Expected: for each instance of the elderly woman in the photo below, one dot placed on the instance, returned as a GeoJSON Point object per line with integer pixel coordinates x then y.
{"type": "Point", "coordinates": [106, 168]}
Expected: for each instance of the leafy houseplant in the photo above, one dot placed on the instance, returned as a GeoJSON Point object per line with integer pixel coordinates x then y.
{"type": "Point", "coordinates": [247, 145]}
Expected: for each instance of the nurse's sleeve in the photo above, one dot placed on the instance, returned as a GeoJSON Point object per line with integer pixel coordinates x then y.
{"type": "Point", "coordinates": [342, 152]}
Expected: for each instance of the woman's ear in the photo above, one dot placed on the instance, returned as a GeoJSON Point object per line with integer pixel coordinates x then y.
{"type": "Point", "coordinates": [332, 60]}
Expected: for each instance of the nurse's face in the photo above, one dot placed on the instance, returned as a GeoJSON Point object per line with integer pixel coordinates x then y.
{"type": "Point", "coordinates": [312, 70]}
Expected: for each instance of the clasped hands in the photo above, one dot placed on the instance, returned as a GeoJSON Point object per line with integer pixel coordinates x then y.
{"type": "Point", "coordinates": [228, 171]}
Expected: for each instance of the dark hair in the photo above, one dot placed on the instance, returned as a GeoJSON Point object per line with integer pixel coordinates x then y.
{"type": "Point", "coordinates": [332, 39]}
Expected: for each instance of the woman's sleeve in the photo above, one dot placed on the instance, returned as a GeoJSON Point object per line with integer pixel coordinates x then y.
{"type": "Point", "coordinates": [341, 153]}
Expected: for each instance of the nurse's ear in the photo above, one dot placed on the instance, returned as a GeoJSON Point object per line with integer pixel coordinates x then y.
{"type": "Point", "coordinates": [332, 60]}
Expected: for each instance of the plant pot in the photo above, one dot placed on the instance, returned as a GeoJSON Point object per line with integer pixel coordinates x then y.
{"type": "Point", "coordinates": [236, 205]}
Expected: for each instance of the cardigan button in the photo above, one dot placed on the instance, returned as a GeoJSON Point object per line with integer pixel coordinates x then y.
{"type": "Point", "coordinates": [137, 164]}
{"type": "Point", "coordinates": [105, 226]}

+-------+

== PROMPT ==
Repeat the line that contains "Expected: for each instance of the nurse's ear", then every line after it until the records end, with nothing added.

== FINISHED TASK ==
Expected: for each instance of the nurse's ear in the photo above, one dot placed on the instance, returned as a GeoJSON Point object per line with integer pixel coordinates x then y.
{"type": "Point", "coordinates": [332, 60]}
Expected: for each instance of the plant pot in the photo above, one dot placed on the instance, returned as a GeoJSON Point object per line with integer pixel coordinates x then y.
{"type": "Point", "coordinates": [236, 205]}
Expected: for each instance of the cardigan button in the photo above, one dot placed on the instance, returned as a GeoJSON Point object per line with integer pixel coordinates x then y.
{"type": "Point", "coordinates": [137, 164]}
{"type": "Point", "coordinates": [105, 226]}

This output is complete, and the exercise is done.